EXERCISE INPUTS:
——

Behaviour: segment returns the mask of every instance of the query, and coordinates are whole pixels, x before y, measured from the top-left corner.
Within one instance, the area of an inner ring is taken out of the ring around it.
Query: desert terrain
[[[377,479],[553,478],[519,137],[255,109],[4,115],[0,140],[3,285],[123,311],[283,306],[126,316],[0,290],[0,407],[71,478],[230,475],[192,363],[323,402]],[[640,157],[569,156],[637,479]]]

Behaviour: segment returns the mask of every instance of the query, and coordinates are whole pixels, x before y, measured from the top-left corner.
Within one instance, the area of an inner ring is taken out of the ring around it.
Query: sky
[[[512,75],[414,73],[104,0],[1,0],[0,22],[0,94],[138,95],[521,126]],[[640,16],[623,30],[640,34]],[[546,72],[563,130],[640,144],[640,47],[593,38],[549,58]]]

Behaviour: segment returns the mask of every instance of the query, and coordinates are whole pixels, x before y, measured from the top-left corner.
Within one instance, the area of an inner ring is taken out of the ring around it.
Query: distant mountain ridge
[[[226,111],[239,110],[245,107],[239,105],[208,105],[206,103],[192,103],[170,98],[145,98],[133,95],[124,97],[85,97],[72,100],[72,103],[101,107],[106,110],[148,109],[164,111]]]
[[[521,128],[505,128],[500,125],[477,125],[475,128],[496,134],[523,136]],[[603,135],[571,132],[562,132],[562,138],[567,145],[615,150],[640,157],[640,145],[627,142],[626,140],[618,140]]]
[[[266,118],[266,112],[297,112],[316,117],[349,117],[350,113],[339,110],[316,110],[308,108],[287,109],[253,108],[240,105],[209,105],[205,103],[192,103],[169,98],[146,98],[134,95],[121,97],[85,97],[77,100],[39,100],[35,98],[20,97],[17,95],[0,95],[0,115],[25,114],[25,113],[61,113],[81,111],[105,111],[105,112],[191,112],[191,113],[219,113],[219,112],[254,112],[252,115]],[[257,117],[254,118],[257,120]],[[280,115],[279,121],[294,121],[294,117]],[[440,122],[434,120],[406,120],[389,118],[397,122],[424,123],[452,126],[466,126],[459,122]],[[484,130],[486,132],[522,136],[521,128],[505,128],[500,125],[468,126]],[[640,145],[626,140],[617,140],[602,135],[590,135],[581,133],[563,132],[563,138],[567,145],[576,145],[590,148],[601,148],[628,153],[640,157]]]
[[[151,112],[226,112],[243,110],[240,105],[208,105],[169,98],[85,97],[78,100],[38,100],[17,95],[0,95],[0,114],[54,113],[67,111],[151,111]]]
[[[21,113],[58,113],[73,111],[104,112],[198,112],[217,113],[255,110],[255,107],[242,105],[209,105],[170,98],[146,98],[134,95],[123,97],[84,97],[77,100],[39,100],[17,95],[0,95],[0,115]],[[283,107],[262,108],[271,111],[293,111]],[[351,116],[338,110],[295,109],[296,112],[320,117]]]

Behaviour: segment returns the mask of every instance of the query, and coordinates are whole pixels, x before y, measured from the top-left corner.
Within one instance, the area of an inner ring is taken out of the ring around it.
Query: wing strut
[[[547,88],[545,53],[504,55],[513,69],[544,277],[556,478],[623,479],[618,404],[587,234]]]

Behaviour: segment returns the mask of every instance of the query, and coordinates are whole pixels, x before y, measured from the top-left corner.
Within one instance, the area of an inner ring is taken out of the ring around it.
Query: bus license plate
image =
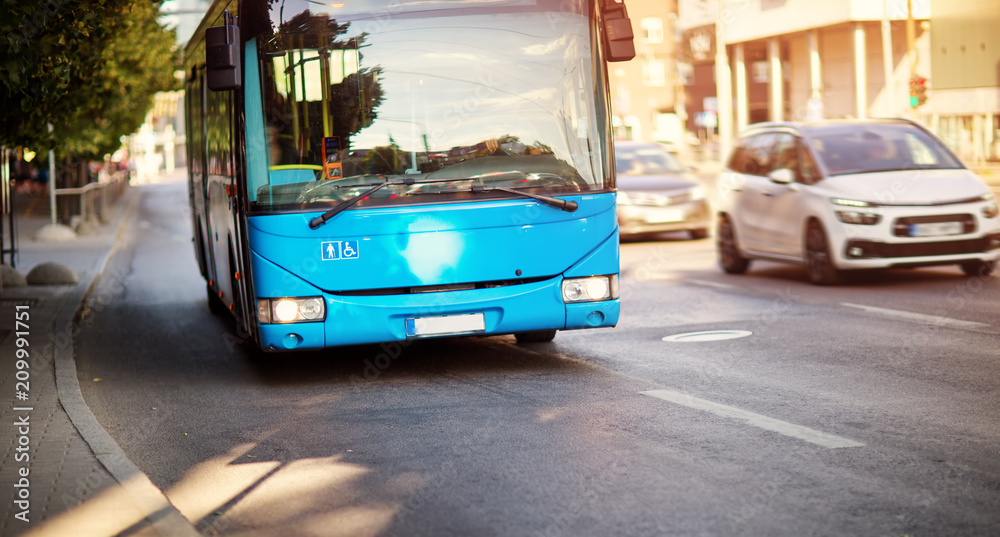
[[[941,235],[961,235],[965,225],[961,222],[932,222],[927,224],[910,224],[911,237],[939,237]]]
[[[415,317],[406,320],[406,337],[476,334],[486,331],[482,313]]]

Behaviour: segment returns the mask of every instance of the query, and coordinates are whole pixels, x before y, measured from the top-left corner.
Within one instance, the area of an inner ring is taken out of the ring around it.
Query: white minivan
[[[902,119],[752,125],[718,180],[719,265],[843,271],[957,264],[989,275],[1000,218],[989,187],[932,133]]]

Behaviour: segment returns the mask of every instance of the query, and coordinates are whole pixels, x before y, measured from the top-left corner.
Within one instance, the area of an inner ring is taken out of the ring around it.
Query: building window
[[[663,19],[656,17],[646,17],[639,23],[646,34],[647,43],[663,42]]]
[[[754,82],[763,84],[771,80],[771,64],[766,61],[751,63],[750,72]]]
[[[642,85],[654,88],[667,85],[667,69],[663,60],[647,60],[642,64]]]
[[[677,64],[677,76],[685,86],[694,84],[694,66],[687,62],[679,62]]]

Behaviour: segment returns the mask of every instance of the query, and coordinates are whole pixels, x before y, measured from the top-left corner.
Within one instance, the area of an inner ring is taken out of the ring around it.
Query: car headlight
[[[830,202],[834,205],[840,205],[842,207],[872,207],[871,203],[867,201],[849,200],[844,198],[830,198]]]
[[[260,324],[312,323],[326,319],[323,297],[261,298],[257,300]]]
[[[834,211],[837,213],[837,219],[845,224],[860,224],[863,226],[873,226],[882,220],[882,215],[871,210],[875,207],[874,204],[868,203],[867,201],[850,200],[843,198],[830,198],[830,201],[834,205],[839,205],[841,207],[850,207],[850,210]],[[869,210],[864,210],[869,209]]]
[[[983,201],[987,202],[983,206],[983,216],[986,218],[996,218],[1000,215],[1000,208],[997,208],[997,200],[993,196],[993,193],[987,192],[983,194]]]
[[[623,190],[618,191],[618,205],[632,205],[632,200]]]
[[[618,298],[618,275],[566,278],[562,282],[563,302],[600,302]]]
[[[691,201],[698,201],[705,199],[705,187],[696,186],[690,190]]]
[[[836,211],[837,218],[845,224],[860,224],[863,226],[874,226],[879,223],[882,216],[870,211]]]

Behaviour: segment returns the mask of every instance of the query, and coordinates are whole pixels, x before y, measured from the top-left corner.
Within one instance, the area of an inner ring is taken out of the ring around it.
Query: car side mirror
[[[242,86],[240,66],[240,29],[233,24],[229,12],[225,26],[205,30],[205,66],[208,71],[208,89],[226,91]]]
[[[627,62],[635,58],[632,19],[624,3],[601,0],[601,19],[604,25],[604,57],[609,62]]]
[[[779,185],[787,185],[795,182],[795,173],[788,168],[778,168],[777,170],[771,170],[767,174],[767,178]]]

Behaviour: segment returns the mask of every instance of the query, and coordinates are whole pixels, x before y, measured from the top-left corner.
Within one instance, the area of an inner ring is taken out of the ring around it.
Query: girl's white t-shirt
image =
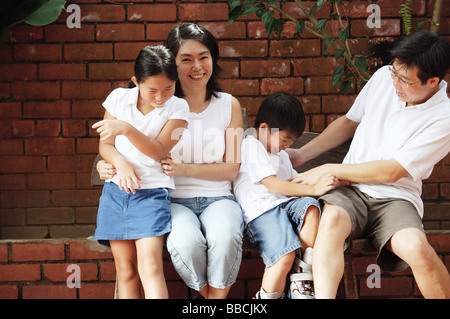
[[[156,138],[168,120],[188,120],[187,102],[171,97],[162,107],[143,115],[137,108],[139,88],[118,88],[103,102],[103,107],[118,120],[133,125],[143,134]],[[116,136],[115,147],[133,165],[141,178],[141,188],[175,187],[173,178],[163,173],[161,163],[140,152],[124,135]],[[117,176],[108,180],[117,184]]]

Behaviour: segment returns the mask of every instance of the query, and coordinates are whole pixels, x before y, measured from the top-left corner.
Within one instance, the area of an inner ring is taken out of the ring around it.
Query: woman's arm
[[[225,154],[223,163],[187,164],[176,158],[162,159],[164,173],[211,181],[233,181],[240,166],[240,147],[243,137],[243,119],[239,101],[232,97],[231,121],[225,132]]]

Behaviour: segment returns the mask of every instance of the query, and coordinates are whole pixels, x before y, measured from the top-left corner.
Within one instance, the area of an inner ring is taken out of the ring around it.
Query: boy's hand
[[[317,183],[314,184],[314,193],[316,196],[322,196],[337,186],[340,186],[340,183],[336,176],[327,174],[319,178]]]
[[[141,180],[140,177],[137,175],[133,166],[126,160],[117,164],[117,178],[120,190],[125,190],[127,194],[129,194],[130,191],[133,194],[136,194],[136,188],[141,189],[139,183]]]

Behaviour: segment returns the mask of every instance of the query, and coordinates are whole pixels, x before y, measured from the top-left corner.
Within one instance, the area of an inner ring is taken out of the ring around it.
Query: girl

——

Exact copy, no pictures: reproduce the whole listing above.

Behaviour: segment returns the mask of every instance of the query, and coordinates are whole pixels, x before y, measured from the top-left corner.
Within one instance, the area of an inner ring is taken out of the ring around it.
Query: desert terrain
[[[377,479],[553,478],[519,137],[255,109],[4,115],[0,140],[3,285],[123,311],[283,306],[126,316],[0,290],[0,407],[71,478],[230,475],[192,363],[323,402]],[[640,157],[569,156],[637,479]]]

Behaviour: segment returns the mask of every instance of the query, and coordinates are whole pixels, x before y, measured from the top-left corner.
Within one instance, the area of an inner ring is taken out of the ring around it.
Query: sky
[[[512,75],[414,73],[104,0],[1,0],[0,22],[0,94],[138,95],[521,126]],[[640,16],[623,30],[640,34]],[[546,72],[563,130],[640,144],[640,47],[593,38],[549,58]]]

Behaviour: segment returns the mask of every instance of the query, and coordinates are whole pixels, x before y, measured from the top-left corner.
Within one instance, the area of an inner ring is taken out of the ring around it.
Query: distant mountain ridge
[[[226,111],[239,110],[245,107],[239,105],[208,105],[206,103],[192,103],[170,98],[145,98],[133,95],[124,97],[85,97],[72,100],[72,103],[101,107],[106,110],[148,109],[164,111]]]
[[[521,128],[505,128],[500,125],[477,125],[475,128],[496,134],[523,136]],[[603,135],[571,132],[562,132],[562,138],[567,145],[615,150],[640,157],[640,145],[627,142],[626,140],[618,140]]]
[[[266,118],[266,112],[297,112],[316,117],[349,117],[350,113],[339,110],[316,110],[308,108],[287,109],[253,108],[240,105],[209,105],[205,103],[192,103],[169,98],[146,98],[134,95],[121,97],[85,97],[77,100],[39,100],[35,98],[20,97],[17,95],[0,95],[0,115],[25,114],[25,113],[61,113],[81,111],[105,111],[105,112],[191,112],[191,113],[219,113],[219,112],[254,112],[252,115]],[[257,117],[254,118],[257,120]],[[280,115],[279,121],[294,121],[294,117]],[[440,122],[434,120],[406,120],[389,118],[397,122],[424,123],[452,126],[466,126],[459,122]],[[484,130],[486,132],[522,136],[521,128],[505,128],[500,125],[468,126]],[[640,145],[626,140],[617,140],[602,135],[590,135],[581,133],[563,132],[563,138],[567,145],[576,145],[590,148],[601,148],[628,153],[640,157]]]
[[[151,112],[226,112],[243,110],[240,105],[208,105],[169,98],[85,97],[78,100],[38,100],[17,95],[0,95],[0,114],[54,113],[67,111],[151,111]]]
[[[21,113],[58,113],[73,111],[104,112],[198,112],[217,113],[255,110],[255,107],[242,105],[209,105],[170,98],[146,98],[134,95],[123,97],[84,97],[77,100],[39,100],[17,95],[0,95],[0,115]],[[283,107],[262,108],[271,111],[293,111]],[[351,116],[338,110],[295,109],[296,112],[320,117]]]

Behaviour: segment returns the mask of every instance of the query, and coordinates are whole pixels, x before y, measured from the top-left corner.
Within one instance, the area of an inner ring is taken out of the ring around it.
Query: wing strut
[[[547,88],[545,53],[504,55],[513,69],[544,277],[556,478],[623,479],[618,404],[587,234]]]

Behaviour: segment returns the mask of every instance of the query, and coordinates are whole pixels, x before y, measured from the top-left corner.
Within one instance, the area of an inner ring is taken out of the ring around it.
Query: bus license plate
image =
[[[941,235],[961,235],[965,225],[961,222],[932,222],[927,224],[910,224],[911,237],[939,237]]]
[[[415,317],[406,320],[406,337],[476,334],[486,331],[482,313]]]

Behaviour: segment returns the mask of every instance of the query, and coordinates are whole pixels, x before y, measured from the top-left corner.
Within one instance, the area of an inner ring is taken out of the ring around it.
Query: white minivan
[[[902,119],[752,125],[718,180],[719,265],[843,271],[957,264],[989,275],[1000,218],[989,187],[932,133]]]

Behaviour: segment returns the mask of every instance of the query, and coordinates are whole pixels, x before y, measured from the top-left corner.
Within one instance, the area of an inner ring is taken out of the ring around it.
Query: building window
[[[663,19],[656,17],[646,17],[639,23],[646,34],[647,43],[663,42]]]
[[[754,82],[763,84],[771,80],[771,64],[766,61],[751,63],[750,72]]]
[[[642,85],[654,88],[667,85],[667,69],[663,60],[647,60],[642,64]]]
[[[677,64],[677,76],[685,86],[694,84],[694,66],[687,62],[679,62]]]

Behaviour: segment returns the mask of every instance of the query, and coordinates are whole pixels, x before y, measured from the top-left corner.
Within one instance, the area of an inner ring is taken out of the ring around it.
Query: car headlight
[[[830,202],[834,205],[840,205],[842,207],[872,207],[871,203],[867,201],[849,200],[844,198],[830,198]]]
[[[260,324],[312,323],[326,319],[323,297],[261,298],[257,300]]]
[[[834,211],[837,213],[837,219],[845,224],[860,224],[863,226],[873,226],[882,220],[882,215],[871,210],[875,207],[874,204],[868,203],[867,201],[850,200],[843,198],[830,198],[830,201],[834,205],[839,205],[841,207],[850,207],[850,210]],[[869,210],[864,210],[869,209]]]
[[[983,201],[987,202],[983,206],[983,216],[986,218],[996,218],[1000,215],[1000,208],[997,208],[997,200],[993,196],[993,193],[987,192],[983,194]]]
[[[623,190],[618,191],[618,205],[632,205],[632,200]]]
[[[618,298],[618,275],[566,278],[562,282],[563,302],[600,302]]]
[[[691,201],[698,201],[705,199],[705,187],[696,186],[690,190]]]
[[[836,211],[837,218],[845,224],[860,224],[863,226],[874,226],[879,223],[882,216],[870,211]]]

Behaviour: segment returns the mask of every instance of the query, and coordinates are whole pixels, x before y, measured from the top-left corner.
Within one instance, the area of an inner ring is taken out of the ring around it.
Query: car side mirror
[[[242,86],[240,66],[240,29],[233,24],[229,12],[225,26],[205,30],[205,66],[208,71],[208,89],[226,91]]]
[[[627,62],[635,58],[632,19],[624,3],[601,0],[601,19],[604,25],[604,57],[609,62]]]
[[[779,185],[787,185],[795,182],[795,173],[788,168],[778,168],[777,170],[771,170],[767,174],[767,178]]]

Behaviour: segment returns the mask of every instance of the query, and coordinates are whole pixels, x before y, measured from the top-left corner.
Within one instance, the area of an inner ring is taken out of the ring around it.
Query: girl's white t-shirt
image =
[[[156,138],[168,120],[188,120],[187,102],[171,97],[162,107],[143,115],[137,108],[139,88],[118,88],[103,102],[103,107],[118,120],[133,125],[143,134]],[[116,136],[115,147],[133,165],[141,178],[141,188],[175,187],[173,178],[163,173],[161,163],[140,152],[124,135]],[[117,176],[108,180],[117,184]]]

Behaviour: segment returns the mask of every instance of the query, and coordinates are whole pixels, x before y, measured from the top-left corner.
Within one instance, the area of an inner ring is taken out of the ring around it.
Query: woman's arm
[[[225,154],[223,163],[187,164],[176,158],[162,159],[164,173],[211,181],[233,181],[240,166],[240,147],[243,137],[243,119],[239,101],[232,97],[231,121],[225,132]]]

Behaviour: segment returns the mask of every instance of the query, and coordinates are whole pixels, x before y, measured from the top-left corner.
Within one instance, the area of an inner ring is taken out of the ring around it.
Query: boy's hand
[[[317,183],[314,184],[314,193],[316,196],[322,196],[337,186],[340,186],[340,183],[336,176],[327,174],[319,178]]]
[[[141,180],[140,177],[137,175],[133,166],[126,160],[117,164],[117,178],[120,190],[125,190],[127,194],[129,194],[130,191],[133,194],[136,194],[136,188],[141,189],[139,183]]]

Behaviour: segment returns the mask of every instance of the query, and coordinates are whole pixels, x before y, measured from the top-left corner.
Within one instance, the area of an inner ring is taken out of the ring around it.
Query: girl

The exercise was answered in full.